Activity = According to the SIRPα passage, with which protein does SIRPα interact?

Passage for review =
--

Signal regulatory protein α (SIRPα) is a regulatory membrane glycoprotein from SIRP family expressed mainly by myeloid cells and also by stem cells or neurons.

SIRPα acts as inhibitory receptor and interacts with a broadly expressed transmembrane protein CD47 also called the "don't eat me" signal. This interaction negatively controls effector function of innate immune cells such as host cell phagocytosis. SIRPα diffuses laterally on the macrophage membrane and accumulates at a phagocytic synapse to bind CD47 and signal 'self', which inhibits the cytoskeleton-intensive process of phagocytosis by the macrophage. This is analogous to the self signals provided by MHC class I molecules to NK cells via Ig-like or Ly49 receptors. NB. Protein shown to the right is CD47 not SIRP α.

--

Dataset records =
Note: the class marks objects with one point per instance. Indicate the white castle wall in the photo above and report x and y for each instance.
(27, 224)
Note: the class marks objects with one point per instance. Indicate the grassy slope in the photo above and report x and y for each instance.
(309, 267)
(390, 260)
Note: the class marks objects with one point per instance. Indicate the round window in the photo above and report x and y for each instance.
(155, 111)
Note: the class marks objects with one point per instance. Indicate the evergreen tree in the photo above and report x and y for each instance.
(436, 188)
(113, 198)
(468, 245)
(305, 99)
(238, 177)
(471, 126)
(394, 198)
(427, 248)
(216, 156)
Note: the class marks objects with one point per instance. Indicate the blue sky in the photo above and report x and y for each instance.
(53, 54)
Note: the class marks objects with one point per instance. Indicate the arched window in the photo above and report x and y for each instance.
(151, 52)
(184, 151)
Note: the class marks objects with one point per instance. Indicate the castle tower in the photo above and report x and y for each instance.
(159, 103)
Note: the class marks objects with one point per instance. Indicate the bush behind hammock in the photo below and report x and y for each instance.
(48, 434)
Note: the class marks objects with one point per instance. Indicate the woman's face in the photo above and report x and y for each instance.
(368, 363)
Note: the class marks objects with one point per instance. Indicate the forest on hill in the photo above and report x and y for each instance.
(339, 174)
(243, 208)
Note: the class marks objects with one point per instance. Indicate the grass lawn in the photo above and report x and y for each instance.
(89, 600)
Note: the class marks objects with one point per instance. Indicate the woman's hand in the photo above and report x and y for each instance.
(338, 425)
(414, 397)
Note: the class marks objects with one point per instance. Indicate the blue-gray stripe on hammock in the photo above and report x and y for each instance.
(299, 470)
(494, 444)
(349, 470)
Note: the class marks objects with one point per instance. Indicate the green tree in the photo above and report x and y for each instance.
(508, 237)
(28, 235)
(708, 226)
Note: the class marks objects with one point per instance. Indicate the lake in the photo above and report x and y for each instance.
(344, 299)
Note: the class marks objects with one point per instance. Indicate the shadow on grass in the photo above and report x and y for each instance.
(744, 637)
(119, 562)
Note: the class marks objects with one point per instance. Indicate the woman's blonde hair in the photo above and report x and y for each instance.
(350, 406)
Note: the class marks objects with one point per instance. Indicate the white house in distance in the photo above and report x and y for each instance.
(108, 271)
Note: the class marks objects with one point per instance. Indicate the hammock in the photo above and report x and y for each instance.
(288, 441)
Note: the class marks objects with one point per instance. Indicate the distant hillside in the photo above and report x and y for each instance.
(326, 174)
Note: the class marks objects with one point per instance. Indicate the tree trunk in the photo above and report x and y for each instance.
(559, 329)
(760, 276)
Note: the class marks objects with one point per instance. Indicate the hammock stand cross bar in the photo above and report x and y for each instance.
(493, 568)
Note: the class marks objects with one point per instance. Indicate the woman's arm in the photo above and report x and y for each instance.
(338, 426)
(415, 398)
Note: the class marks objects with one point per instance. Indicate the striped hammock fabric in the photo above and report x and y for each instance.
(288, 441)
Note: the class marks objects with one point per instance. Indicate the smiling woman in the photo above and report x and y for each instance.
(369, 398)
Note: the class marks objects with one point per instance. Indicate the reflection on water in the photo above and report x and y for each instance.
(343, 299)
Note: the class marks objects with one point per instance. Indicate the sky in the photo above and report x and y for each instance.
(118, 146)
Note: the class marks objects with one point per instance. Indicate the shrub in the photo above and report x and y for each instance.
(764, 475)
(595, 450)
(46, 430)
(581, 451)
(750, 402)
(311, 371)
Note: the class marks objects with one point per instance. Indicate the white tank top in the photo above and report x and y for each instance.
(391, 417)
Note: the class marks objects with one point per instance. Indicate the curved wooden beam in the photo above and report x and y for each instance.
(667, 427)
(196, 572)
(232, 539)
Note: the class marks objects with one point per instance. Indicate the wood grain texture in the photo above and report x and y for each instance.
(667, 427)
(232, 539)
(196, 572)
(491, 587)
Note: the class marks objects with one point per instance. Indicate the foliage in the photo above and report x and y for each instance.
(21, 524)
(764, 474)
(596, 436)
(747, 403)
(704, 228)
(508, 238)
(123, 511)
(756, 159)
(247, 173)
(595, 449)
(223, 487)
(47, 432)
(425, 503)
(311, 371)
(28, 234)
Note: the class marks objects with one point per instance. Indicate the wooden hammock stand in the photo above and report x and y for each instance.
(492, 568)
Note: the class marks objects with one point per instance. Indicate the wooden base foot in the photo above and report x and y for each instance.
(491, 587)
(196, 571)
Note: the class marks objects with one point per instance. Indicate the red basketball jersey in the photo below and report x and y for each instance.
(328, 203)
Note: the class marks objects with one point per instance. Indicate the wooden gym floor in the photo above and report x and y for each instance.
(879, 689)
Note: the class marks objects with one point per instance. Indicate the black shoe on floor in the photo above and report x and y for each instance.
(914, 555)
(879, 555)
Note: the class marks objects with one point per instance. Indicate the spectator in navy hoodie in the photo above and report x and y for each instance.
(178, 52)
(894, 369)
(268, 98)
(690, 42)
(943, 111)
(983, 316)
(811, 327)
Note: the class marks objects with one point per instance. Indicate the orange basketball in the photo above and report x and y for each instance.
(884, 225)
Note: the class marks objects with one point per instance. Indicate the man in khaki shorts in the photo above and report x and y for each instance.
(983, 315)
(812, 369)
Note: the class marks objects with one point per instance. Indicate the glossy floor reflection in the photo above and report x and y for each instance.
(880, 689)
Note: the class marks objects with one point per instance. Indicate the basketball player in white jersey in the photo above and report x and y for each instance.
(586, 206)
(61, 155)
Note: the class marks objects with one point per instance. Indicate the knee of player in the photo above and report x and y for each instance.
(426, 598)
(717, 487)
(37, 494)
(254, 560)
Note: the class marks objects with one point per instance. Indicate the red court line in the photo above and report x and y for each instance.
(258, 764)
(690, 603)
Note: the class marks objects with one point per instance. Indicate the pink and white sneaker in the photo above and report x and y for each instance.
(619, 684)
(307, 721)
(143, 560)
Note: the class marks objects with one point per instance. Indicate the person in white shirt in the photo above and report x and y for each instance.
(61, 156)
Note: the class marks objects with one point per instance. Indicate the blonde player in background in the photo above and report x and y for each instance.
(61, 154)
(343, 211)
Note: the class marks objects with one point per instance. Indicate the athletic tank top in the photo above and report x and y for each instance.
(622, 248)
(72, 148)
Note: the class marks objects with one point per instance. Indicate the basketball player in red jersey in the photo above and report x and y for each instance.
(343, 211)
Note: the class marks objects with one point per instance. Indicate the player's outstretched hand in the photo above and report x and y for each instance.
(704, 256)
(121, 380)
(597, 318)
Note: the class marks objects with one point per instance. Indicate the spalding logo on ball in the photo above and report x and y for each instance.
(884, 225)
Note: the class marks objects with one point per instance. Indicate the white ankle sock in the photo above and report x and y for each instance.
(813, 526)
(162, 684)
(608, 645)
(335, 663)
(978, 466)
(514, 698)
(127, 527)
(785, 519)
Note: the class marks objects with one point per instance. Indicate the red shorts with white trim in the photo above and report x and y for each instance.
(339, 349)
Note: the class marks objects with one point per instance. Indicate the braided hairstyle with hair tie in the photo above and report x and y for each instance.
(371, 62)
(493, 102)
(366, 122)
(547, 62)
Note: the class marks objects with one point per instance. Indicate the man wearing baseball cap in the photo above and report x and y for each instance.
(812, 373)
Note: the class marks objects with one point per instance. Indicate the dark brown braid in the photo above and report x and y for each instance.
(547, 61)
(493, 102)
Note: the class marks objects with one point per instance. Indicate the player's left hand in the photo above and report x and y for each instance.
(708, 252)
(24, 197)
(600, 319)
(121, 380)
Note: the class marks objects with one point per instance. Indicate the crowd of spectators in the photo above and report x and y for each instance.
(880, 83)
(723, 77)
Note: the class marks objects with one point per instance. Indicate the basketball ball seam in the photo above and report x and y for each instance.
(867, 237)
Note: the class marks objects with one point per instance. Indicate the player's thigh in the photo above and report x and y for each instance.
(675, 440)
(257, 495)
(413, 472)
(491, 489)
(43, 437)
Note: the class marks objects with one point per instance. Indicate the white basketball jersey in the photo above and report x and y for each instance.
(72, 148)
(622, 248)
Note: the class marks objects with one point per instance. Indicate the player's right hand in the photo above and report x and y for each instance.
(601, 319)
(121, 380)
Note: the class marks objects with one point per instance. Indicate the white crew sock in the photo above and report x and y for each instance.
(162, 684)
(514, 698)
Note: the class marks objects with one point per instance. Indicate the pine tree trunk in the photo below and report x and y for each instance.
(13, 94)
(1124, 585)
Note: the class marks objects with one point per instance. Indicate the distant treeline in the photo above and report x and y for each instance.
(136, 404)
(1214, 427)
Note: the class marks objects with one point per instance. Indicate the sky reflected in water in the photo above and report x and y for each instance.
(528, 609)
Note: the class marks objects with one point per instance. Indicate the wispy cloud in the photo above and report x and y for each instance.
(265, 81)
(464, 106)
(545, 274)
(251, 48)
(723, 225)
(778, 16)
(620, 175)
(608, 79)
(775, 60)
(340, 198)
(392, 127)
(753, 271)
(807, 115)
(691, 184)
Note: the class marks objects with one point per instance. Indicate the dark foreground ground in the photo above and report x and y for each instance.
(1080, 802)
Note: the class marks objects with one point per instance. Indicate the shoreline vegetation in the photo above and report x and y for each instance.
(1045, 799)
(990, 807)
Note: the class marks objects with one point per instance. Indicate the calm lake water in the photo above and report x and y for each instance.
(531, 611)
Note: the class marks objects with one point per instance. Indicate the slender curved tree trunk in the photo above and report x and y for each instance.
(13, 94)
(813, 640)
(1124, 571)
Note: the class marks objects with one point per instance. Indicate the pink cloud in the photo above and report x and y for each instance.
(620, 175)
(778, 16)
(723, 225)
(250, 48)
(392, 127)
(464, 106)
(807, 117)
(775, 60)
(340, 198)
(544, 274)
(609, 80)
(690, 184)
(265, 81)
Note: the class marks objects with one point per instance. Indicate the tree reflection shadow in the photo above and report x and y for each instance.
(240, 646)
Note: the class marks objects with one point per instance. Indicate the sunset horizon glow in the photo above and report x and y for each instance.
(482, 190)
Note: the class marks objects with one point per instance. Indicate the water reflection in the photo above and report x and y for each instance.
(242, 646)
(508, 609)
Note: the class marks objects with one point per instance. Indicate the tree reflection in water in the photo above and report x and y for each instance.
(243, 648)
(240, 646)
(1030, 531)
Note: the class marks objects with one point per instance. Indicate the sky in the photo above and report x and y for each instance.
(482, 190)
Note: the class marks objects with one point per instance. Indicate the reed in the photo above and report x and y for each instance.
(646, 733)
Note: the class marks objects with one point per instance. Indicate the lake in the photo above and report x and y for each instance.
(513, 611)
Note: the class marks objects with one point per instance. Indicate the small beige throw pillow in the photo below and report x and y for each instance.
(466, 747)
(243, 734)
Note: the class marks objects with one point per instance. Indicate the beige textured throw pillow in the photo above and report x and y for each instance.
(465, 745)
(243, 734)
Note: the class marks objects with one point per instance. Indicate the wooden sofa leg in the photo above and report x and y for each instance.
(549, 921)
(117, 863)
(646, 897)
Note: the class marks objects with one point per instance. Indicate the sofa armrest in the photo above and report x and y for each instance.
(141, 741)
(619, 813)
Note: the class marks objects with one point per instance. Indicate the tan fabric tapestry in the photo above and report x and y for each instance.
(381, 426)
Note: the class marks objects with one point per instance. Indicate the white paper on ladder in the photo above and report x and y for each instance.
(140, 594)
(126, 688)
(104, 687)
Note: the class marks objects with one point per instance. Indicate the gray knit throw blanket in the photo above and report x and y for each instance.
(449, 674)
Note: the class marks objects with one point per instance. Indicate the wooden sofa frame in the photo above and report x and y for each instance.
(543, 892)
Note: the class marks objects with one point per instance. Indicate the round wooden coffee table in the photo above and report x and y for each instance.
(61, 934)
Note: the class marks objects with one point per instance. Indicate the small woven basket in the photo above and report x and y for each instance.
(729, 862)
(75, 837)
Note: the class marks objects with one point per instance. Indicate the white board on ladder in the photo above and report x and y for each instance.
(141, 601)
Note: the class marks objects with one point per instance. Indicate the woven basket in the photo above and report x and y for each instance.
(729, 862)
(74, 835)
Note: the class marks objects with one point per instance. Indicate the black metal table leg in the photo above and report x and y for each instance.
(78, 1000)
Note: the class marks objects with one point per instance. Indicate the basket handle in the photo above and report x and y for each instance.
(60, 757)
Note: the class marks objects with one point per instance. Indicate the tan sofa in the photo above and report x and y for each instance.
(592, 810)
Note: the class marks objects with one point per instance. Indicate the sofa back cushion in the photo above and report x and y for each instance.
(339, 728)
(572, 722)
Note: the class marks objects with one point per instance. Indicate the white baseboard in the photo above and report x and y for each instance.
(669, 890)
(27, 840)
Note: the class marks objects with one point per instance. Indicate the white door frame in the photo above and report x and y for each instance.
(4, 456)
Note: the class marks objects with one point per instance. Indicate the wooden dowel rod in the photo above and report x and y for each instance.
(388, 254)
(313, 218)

--

Your response = CD47, a broadly expressed transmembrane protein also called the "don't eat me" signal.